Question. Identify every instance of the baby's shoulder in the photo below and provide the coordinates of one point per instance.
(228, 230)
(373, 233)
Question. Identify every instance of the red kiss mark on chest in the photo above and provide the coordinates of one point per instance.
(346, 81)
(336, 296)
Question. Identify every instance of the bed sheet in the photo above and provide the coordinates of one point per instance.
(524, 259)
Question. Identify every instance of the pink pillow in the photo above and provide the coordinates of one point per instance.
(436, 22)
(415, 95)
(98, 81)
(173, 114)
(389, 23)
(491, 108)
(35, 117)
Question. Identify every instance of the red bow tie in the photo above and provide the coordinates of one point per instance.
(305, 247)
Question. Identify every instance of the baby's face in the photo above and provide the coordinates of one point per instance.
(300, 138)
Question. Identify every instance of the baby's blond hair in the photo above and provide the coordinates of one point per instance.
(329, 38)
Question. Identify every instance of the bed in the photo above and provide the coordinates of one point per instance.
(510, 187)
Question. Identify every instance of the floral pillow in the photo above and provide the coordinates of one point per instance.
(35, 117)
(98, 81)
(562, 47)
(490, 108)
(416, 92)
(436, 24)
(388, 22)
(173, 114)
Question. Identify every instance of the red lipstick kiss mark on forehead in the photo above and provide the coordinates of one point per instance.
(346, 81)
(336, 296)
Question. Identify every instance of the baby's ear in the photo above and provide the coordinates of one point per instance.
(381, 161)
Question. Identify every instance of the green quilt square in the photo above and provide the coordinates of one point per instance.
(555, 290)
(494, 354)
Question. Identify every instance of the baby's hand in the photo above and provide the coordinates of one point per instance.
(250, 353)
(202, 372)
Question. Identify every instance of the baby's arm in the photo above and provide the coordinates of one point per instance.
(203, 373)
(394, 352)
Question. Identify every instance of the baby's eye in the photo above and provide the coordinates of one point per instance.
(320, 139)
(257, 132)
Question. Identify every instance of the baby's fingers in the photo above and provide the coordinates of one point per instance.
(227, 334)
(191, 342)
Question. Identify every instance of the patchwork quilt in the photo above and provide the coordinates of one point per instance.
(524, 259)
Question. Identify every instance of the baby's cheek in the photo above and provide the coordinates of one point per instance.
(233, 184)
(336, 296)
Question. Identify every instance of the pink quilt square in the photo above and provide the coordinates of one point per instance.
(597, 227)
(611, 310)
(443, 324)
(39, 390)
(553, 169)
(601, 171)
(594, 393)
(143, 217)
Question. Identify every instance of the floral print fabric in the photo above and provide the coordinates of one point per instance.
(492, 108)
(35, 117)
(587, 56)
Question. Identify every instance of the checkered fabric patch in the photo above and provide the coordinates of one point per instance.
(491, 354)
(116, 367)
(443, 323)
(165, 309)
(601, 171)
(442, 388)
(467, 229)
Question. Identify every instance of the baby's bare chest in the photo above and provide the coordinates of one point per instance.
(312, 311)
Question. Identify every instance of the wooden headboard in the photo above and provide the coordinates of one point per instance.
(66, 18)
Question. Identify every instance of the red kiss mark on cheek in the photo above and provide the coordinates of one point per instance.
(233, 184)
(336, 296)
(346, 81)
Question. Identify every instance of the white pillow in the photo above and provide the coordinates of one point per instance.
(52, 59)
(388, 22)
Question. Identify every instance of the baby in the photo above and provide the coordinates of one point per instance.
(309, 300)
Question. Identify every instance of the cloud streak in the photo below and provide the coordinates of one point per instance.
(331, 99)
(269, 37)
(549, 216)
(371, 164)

__________________________________________________

EXERCISE INSTRUCTIONS:
Repeat the records exactly, including every line.

RESPONSE TO THE EXERCISE:
Question. Identify every instance of the baby's shoulder in the photo below and provide the coordinates of one point per instance.
(228, 230)
(373, 233)
Question. Identify every instance of the red kiss mark on chest in the photo above and provide the coordinates of one point per instance.
(346, 81)
(336, 296)
Question. Identify every instance of the bed sheet in the photo above and provide the coordinates of one point per instance.
(524, 259)
Question. Identify every instance of the pink pillow in the photo above and provide the coordinates of one point per instance.
(436, 22)
(415, 95)
(98, 81)
(173, 114)
(389, 23)
(491, 108)
(35, 117)
Question. Identify every instance of the red bow tie in the photo above and provide the coordinates of one point per instance.
(305, 247)
Question. Identify every instance of the baby's face in the photo above and provide the coordinates of one point per instance.
(300, 138)
Question. Identify every instance of the baby's blond hair in the photo above and provide the coordinates of one point per instance.
(329, 38)
Question. Identify every instance of the bed in the photo above and provide the coordinates of one point per instance.
(510, 187)
Question. Identify every instance of the floral pillow in the photo above and provide the coordinates of one point per instance.
(35, 117)
(98, 81)
(562, 47)
(490, 108)
(416, 92)
(436, 24)
(388, 22)
(173, 114)
Question. Identify every instance of the red lipstick kiss mark on forehead in the photo above and provide the coordinates of one point per instance.
(346, 81)
(336, 296)
Question. Identify every instance of the baby's ear in the photo above and provide the coordinates of one point per instance.
(381, 161)
Question. Identify every instance of the green quilt square in the photo above and provide the coordinates of one point per instance.
(555, 290)
(494, 354)
Question. Identify every instance of the baby's hand in the photo above and provide the coordinates of one point per instance.
(250, 353)
(202, 372)
Question. Identify every instance of the baby's arm in the photo above and provide the coordinates of one point per instance.
(203, 373)
(394, 352)
Question. Identify every instance of the baby's eye in the photo above and provide the coordinates of one point per instance.
(320, 139)
(257, 132)
Question. Identify every instance of the baby's fingers in the photo above and provide the coordinates of one point per instance.
(227, 334)
(191, 342)
Question. Identify every instance of the patchwork quilt in the photo above and provide the coordinates of one point per instance.
(524, 259)
Question. Identify every instance of the baby's cheek in the photo above and provide the coordinates of one point per instance.
(233, 184)
(336, 296)
Question. Identify every instance of the pink quilt square in the photo above and provide the coordinates of one point per instance.
(597, 227)
(611, 310)
(443, 324)
(39, 390)
(553, 169)
(601, 171)
(594, 393)
(143, 217)
Question. Identify every instance of the floral print fabric in the photo above and provide the coordinates of one point per instance.
(492, 108)
(35, 117)
(587, 56)
Question. Identify every instance of the checkered fabric patch in the photo above and provide the coordinates of one point per instance.
(491, 354)
(116, 367)
(443, 323)
(165, 309)
(601, 171)
(442, 388)
(467, 229)
Question. Identify every instance of the baby's bare chest in the photo above and provide the coordinates of one point per instance.
(312, 311)
Question. Identify every instance of the wooden headboard in the photo above and provide the coordinates of one point per instance.
(66, 18)
Question. Identify every instance of the red kiss mark on cheek in the photo above and provide the coordinates of one point per instance.
(233, 184)
(336, 296)
(346, 81)
Question. Identify every instance of the white pillow in the photo above and provide the coordinates of one point per instance.
(52, 59)
(388, 22)
Question. Identify every instance of the baby in the photo above and provide the coordinates of one point per instance.
(309, 300)
Question. Identify every instance of the cloud streak in the photo below and provide the coordinates of one point per instance.
(331, 99)
(269, 37)
(549, 216)
(371, 164)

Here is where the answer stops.